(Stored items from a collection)

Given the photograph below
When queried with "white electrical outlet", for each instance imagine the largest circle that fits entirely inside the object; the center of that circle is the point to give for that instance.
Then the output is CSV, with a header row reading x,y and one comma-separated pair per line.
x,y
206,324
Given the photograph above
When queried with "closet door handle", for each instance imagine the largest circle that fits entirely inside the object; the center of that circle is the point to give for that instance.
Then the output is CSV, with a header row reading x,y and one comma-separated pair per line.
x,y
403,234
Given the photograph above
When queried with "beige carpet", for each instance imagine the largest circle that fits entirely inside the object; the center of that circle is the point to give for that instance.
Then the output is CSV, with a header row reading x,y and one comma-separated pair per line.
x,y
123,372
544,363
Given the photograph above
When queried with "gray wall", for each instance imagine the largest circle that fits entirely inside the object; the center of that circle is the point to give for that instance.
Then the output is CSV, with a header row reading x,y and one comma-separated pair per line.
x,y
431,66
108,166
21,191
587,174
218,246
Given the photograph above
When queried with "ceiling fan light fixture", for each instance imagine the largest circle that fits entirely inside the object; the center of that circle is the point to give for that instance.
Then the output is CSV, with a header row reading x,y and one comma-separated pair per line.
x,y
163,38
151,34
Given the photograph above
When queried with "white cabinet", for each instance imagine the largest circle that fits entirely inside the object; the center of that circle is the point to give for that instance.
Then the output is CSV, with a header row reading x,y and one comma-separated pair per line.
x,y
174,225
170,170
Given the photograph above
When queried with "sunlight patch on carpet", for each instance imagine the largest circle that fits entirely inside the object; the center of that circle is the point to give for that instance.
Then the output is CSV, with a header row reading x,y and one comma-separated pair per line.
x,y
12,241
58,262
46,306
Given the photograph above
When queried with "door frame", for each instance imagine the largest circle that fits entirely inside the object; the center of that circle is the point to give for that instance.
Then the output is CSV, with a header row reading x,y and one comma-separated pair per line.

_EXERCISE AIM_
Word for word, transcribe all of the entries shown above.

_ANSWER BOX_
Given the photograph below
When queried with "white electrical outlet", for each instance imagine the largest circle that fits entirely inside the object; the center of that circle is the point to give for that instance.
Then the output is CSV, with a header row reading x,y and one comma-separated pair per line.
x,y
206,324
Given the photograph above
When queried with "closet door handle", for each instance imagine the largest circle that fits entirely inside the object; the center of that circle is the point to give for that instance.
Then the output is CSV, with a header row reading x,y and one comma-separated pair per line.
x,y
403,234
Given the photograph above
When queried with "beige carpet", for each instance imagine the largest circle that fits entirely inside the object; the center of that circle is the point to give for that instance.
Then the output is CSV, with a header row reading x,y and one comma-separated pair per line.
x,y
123,372
544,363
Given the photograph above
When queried with "gray wall", for each instance imagine the largest circle that fits entirely inside the object; the center of that circle is the point to give for that instance.
Then the output is CSV, with a header row reading x,y and one comma-separated pair per line.
x,y
431,66
108,166
21,191
587,174
218,246
Given the photograph above
When queried with "ceiling fan light fixture", for each instance imagine the largest circle that fits entirely inside the object; the center of that circle is the point to give for that instance.
Then the output is CSV, with a header row reading x,y and one comma-separated pair per line.
x,y
163,38
151,34
Given the photograph above
When queried with "white cabinet", for each instance imagine the largest circle that fits entirely inside the object; the center of that circle is the point to give for that instance.
Then the output is CSV, with a header row reading x,y and one comma-separated pair per line.
x,y
174,225
170,170
Given the photograph above
When queried with "sunlight patch on carpet", for each instance imagine the largest circle that fits entirely inside the object; the center of that circle is the point to give for that instance.
Then the output is CSV, with a header row reading x,y and one comma-separated pair per line.
x,y
12,241
58,262
46,306
Given the photograph above
When queried with "door frame", for each instance imagine the largest circle that fits entirely inside the object; the center of that circle is the point to give for that instance.
Then the output is CSV, with a header row reading x,y and one comma-separated pair per line.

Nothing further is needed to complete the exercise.